- **Your task**
Transcribe the records below in full; pictures stay out of the copy.

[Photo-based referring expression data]
------------------------------------------------

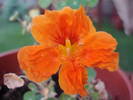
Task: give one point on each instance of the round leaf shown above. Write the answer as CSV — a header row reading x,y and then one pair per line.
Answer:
x,y
44,3
92,3
32,87
66,97
29,96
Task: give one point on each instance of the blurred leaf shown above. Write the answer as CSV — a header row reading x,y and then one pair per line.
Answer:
x,y
29,96
95,96
91,74
32,87
38,96
84,2
92,3
51,99
44,3
66,97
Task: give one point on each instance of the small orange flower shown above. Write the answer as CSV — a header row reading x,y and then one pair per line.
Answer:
x,y
68,42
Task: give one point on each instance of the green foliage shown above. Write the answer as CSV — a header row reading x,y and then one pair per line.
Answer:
x,y
66,97
29,96
11,6
44,3
32,87
92,3
33,94
91,74
95,96
75,3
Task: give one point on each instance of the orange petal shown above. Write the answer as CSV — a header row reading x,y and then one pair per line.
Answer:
x,y
55,26
100,40
72,78
104,59
38,62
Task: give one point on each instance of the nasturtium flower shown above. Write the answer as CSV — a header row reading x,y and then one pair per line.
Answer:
x,y
68,44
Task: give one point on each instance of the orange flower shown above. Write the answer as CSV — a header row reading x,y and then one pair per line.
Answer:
x,y
68,42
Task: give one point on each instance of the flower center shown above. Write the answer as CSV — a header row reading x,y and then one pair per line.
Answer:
x,y
67,48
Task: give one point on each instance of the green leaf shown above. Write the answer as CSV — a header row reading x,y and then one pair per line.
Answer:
x,y
84,2
66,97
32,87
95,96
44,3
29,96
91,74
52,99
92,3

------------------------------------------------

- **Task solution**
Task: give one point on each instance of the round leaf shown above. Write the answer as CSV — a header row reading x,y and then one pair per line.
Answer:
x,y
44,3
92,3
32,87
66,97
29,96
Task: give one point on each instance of the blurred leaf shown above. Write the answer as CSV — a header row reading x,y and then one pair per line.
Answer:
x,y
29,96
95,96
91,74
32,87
38,96
84,2
92,3
51,99
44,3
66,97
Task: give one point on each instance of the small orange flower shown above. Write the answer as CSV — a header row reading x,y and then one pair per line.
Answer:
x,y
68,42
Task: give one point on each instance of the green foliage shown above. Write the answer as CSV — a header row reading x,y and then one pair per line.
Answer:
x,y
66,97
29,96
11,6
44,3
32,87
92,3
33,94
91,74
95,96
75,3
Task: give one point on each instance of the orange petal shown above. Write the answer as CSV — a header row reading x,y and then one pair per line.
Answer:
x,y
55,26
100,40
72,78
104,59
38,62
Task: give one point on each instance of the nasturtium flower shown above. Write the answer as CSV — a header row reading x,y and then one pair per line.
Answer:
x,y
68,44
Task: give one point on each instance of the orange flower shown above. Write the answer as CSV — a header row reading x,y and then one pair per line.
Answer:
x,y
68,42
Task: give one point on each instance of the flower center shown above. Write the answer as CSV — a header row reading x,y and then one pair per line.
Answer:
x,y
67,48
Task: give one point on each instance of the green leaf shown above. Write the answer as CSV — a header row reading x,y and then one pair per line.
Answer:
x,y
84,2
66,97
32,87
95,96
44,3
29,96
91,74
52,99
92,3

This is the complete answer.